» Set problem
Locate the line that contains "of the overcast". Print it and every subsequent line through the final line of the records, exactly and only those.

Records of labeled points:
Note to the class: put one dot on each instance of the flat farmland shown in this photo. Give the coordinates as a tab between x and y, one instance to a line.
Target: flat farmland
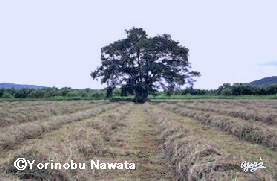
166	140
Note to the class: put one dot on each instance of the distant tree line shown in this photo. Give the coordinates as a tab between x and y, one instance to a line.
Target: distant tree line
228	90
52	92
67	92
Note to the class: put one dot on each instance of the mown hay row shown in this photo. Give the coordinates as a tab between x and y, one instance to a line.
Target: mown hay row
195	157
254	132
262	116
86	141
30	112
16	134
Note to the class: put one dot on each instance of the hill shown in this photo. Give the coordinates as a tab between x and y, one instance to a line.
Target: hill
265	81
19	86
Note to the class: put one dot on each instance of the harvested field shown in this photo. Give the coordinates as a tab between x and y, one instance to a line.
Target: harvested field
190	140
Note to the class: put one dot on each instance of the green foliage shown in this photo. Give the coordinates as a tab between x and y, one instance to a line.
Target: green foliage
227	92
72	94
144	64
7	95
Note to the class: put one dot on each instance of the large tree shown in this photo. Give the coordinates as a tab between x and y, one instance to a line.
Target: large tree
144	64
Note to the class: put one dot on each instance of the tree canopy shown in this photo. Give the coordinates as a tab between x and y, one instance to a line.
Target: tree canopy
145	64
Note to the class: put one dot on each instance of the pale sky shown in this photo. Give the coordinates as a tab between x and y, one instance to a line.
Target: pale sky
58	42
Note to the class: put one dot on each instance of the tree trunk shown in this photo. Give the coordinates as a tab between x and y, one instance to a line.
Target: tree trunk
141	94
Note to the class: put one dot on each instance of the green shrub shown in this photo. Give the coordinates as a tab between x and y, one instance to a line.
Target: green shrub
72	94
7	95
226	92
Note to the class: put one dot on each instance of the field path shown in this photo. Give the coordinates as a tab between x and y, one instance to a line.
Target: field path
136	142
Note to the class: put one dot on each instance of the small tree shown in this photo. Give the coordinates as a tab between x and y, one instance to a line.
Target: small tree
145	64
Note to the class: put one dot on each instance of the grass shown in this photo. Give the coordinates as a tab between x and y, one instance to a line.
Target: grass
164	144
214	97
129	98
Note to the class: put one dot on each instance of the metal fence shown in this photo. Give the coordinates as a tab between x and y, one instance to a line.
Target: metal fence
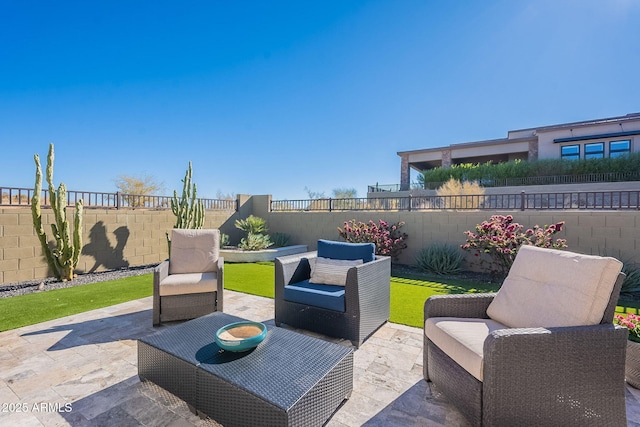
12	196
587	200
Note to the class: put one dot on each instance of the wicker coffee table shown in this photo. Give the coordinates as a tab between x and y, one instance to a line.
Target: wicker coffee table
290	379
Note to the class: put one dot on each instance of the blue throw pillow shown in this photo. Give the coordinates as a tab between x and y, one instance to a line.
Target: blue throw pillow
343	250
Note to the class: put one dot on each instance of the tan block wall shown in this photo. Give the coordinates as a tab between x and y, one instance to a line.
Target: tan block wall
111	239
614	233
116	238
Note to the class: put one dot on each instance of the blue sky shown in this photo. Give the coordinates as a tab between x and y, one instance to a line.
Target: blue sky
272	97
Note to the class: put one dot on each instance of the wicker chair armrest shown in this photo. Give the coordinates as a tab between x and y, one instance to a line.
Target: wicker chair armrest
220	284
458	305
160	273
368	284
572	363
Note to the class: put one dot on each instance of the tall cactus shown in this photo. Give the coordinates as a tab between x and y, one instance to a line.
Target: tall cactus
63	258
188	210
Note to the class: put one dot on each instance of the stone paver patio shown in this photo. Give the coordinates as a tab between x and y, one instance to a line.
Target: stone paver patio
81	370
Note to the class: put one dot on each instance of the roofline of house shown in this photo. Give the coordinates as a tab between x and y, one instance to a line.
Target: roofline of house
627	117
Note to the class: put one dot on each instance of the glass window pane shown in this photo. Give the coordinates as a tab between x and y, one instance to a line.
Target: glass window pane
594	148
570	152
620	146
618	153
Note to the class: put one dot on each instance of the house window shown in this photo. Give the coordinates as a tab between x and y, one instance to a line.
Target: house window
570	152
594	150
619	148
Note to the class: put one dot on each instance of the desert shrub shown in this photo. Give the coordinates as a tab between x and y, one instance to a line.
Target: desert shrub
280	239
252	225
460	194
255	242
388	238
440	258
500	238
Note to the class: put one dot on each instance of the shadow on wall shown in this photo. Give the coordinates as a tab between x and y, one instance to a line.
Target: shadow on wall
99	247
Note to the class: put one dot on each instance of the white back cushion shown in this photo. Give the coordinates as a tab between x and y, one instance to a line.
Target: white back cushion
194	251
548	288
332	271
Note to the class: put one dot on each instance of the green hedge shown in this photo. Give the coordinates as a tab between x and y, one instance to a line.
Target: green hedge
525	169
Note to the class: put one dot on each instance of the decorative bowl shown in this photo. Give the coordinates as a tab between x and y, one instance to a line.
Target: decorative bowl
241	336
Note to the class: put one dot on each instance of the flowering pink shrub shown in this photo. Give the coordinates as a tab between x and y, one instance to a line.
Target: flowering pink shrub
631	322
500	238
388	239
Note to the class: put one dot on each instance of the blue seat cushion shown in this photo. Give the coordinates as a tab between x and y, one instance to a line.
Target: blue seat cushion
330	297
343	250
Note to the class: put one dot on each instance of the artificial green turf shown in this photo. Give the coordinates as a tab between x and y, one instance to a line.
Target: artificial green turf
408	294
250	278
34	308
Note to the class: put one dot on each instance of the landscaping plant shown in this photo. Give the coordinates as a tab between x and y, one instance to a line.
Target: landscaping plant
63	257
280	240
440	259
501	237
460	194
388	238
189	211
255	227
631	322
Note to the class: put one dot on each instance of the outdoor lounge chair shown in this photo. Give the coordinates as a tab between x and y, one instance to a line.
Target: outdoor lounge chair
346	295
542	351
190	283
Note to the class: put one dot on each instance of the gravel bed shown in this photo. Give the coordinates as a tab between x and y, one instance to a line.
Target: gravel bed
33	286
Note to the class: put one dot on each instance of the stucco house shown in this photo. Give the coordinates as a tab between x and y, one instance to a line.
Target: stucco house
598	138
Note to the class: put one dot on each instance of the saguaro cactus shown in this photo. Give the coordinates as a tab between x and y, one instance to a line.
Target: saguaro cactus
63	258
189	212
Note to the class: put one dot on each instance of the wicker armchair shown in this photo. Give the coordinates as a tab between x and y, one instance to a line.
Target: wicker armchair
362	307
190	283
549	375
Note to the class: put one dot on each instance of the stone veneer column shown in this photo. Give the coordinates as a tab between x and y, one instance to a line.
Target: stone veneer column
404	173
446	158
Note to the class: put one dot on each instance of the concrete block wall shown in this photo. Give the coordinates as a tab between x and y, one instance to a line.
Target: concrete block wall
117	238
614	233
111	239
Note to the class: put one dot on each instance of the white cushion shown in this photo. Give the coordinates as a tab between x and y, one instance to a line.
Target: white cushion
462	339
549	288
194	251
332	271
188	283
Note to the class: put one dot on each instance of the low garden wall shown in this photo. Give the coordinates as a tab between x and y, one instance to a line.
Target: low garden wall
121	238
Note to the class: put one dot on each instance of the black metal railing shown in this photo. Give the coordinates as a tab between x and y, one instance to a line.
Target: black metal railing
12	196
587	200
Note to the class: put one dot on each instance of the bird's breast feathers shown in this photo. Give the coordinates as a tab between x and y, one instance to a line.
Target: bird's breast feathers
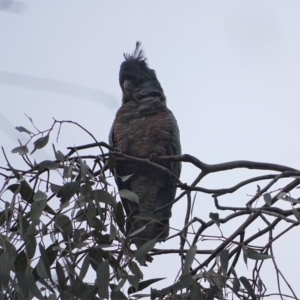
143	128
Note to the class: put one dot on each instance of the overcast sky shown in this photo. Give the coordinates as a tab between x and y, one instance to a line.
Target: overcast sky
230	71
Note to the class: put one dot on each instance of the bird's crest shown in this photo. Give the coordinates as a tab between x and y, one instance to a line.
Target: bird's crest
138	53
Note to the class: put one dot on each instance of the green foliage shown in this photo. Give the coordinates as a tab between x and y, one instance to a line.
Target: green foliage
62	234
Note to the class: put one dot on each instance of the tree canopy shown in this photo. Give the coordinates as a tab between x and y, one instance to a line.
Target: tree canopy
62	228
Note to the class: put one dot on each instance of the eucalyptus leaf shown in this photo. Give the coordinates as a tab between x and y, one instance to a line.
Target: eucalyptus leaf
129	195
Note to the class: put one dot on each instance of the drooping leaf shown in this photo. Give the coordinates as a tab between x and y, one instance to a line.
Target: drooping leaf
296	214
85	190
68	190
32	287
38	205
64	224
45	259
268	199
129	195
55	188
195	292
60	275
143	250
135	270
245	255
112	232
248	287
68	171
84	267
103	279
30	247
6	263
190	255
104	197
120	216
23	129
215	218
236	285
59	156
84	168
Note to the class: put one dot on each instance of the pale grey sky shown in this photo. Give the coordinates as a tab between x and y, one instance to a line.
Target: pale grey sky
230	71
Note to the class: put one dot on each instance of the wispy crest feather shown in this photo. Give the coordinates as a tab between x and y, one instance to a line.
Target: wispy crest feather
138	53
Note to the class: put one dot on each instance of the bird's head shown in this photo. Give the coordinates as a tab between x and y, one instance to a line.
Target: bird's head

» Expected answer
Note to the class: put one dot on each instance of the overcast sky shown in this photo. Give the coordinates as a tab between x and y, one instance to a line.
Target: overcast sky
230	71
Note to the class: put one dot on each instance of the bird's crest shown in this photo. Give the coordinates as a tab between x and y, one instance to a line.
Target: bird's crest
138	53
Note to the class: put one dot on each instance of the green foliage shown in this photo. Give the coordinates as a tab between x and y, one instance to a line.
Target: green foliage
62	234
Note to the class: put one dot on each instance of the tree canopy shown in this photo. Give the coordinates as a tab between x and y, one instance to a line.
Target: tree canopy
62	228
Note to the class: put one dot on each instance of the eucalyptus leaf shown in this photo. Give the coordinates as a tab between x and y, one instance to a line.
Target: eucalyptus leaf
129	195
Note to the class: put one dot on each instance of the drooping leaf shown in this photo. Give the coordinates as a tab between x and y, one instance to a line.
Target: drooping leaf
296	214
85	190
68	190
32	287
38	205
64	224
45	259
268	199
129	195
55	188
195	292
60	275
143	250
135	270
245	255
112	232
248	287
68	171
84	267
103	279
30	247
6	263
190	255
104	197
120	216
23	129
215	218
236	285
59	156
84	168
Note to the class: put one dot on each instance of the pale grey sky shown in this photo. Give the coordinates as a tab between x and y, one instance to a line.
Target: pale grey sky
230	71
Note to the class: put one dot on each instance of the wispy crest feather shown in this photo. Give the coordinates as a tab between x and y, one instance to a line.
Target: wispy crest feather
138	53
Note to the class: put one dot on each instance of the bird's head shown in this photo. Give the coordinates as a tab between x and y, one instance to a line.
Target: bird's head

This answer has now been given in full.